What you are asked to do => Word for word, repeat the data that follows. Do not include the pictures.

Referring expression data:
┄┄┄┄┄┄

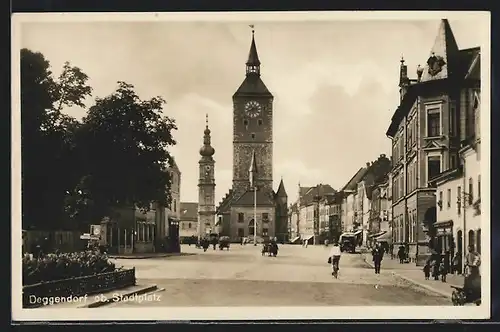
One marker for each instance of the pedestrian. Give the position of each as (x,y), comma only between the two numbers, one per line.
(377,255)
(427,270)
(456,263)
(436,262)
(401,254)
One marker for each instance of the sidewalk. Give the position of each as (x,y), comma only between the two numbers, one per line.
(101,299)
(149,255)
(414,274)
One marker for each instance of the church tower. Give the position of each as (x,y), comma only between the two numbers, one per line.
(252,129)
(206,186)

┄┄┄┄┄┄

Reply to the exercise =>
One marker for each instance of the pedestrian. Give the position of each as (x,y), comma only between the two numbers, one per line.
(377,255)
(427,270)
(456,263)
(436,262)
(401,254)
One marker for each instance of the sidewalk. Give the position of each as (x,y), comma only between the two numbers, one per line.
(101,299)
(149,255)
(414,274)
One marker for each instance of the church tower. Give the position of each as (x,y), comma only between the two numbers, one per line.
(252,129)
(206,186)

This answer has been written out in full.